EXERCISE AIM: Using the records below, give the number of lines where the word "tree" appears, with no further output.

RECORDS SHOWN:

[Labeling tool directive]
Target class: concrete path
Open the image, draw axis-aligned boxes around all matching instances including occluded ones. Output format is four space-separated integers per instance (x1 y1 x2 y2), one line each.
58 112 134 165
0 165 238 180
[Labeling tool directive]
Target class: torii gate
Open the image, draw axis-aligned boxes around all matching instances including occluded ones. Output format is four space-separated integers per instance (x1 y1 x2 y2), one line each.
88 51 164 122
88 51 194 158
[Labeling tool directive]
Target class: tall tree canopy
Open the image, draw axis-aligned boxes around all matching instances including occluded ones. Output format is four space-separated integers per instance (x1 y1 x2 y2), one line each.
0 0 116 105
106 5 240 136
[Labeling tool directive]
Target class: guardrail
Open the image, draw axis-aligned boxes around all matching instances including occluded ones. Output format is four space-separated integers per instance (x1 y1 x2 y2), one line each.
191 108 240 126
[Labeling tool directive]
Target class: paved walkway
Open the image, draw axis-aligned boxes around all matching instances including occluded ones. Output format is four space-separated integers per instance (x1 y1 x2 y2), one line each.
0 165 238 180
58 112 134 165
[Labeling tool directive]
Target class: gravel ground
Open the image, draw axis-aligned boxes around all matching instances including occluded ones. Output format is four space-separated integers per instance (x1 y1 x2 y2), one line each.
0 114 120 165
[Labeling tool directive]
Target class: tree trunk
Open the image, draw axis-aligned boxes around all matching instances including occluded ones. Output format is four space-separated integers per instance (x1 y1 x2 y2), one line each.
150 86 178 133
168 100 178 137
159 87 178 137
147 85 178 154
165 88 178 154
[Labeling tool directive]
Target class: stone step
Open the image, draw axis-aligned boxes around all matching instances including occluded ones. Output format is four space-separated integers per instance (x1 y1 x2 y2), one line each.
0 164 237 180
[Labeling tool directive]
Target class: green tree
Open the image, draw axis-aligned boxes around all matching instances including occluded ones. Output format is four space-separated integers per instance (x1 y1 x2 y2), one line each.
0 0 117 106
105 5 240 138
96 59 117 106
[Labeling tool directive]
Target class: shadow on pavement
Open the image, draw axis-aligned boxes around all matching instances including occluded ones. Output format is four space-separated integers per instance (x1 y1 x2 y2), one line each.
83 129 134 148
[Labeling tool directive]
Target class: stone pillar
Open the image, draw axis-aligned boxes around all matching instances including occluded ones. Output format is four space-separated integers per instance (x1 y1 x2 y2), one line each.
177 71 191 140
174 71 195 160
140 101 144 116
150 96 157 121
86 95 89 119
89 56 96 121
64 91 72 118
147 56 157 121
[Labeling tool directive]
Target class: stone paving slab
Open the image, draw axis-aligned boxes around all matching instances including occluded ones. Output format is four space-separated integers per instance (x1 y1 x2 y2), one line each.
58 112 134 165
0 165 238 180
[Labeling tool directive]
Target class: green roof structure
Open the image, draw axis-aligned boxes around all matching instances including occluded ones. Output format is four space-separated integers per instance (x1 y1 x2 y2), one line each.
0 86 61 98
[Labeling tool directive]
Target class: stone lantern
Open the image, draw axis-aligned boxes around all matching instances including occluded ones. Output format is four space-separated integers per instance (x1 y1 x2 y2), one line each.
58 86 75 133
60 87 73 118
...
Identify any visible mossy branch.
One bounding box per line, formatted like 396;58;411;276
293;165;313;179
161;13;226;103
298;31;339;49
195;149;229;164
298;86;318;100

PROBLEM SOLUTION: 3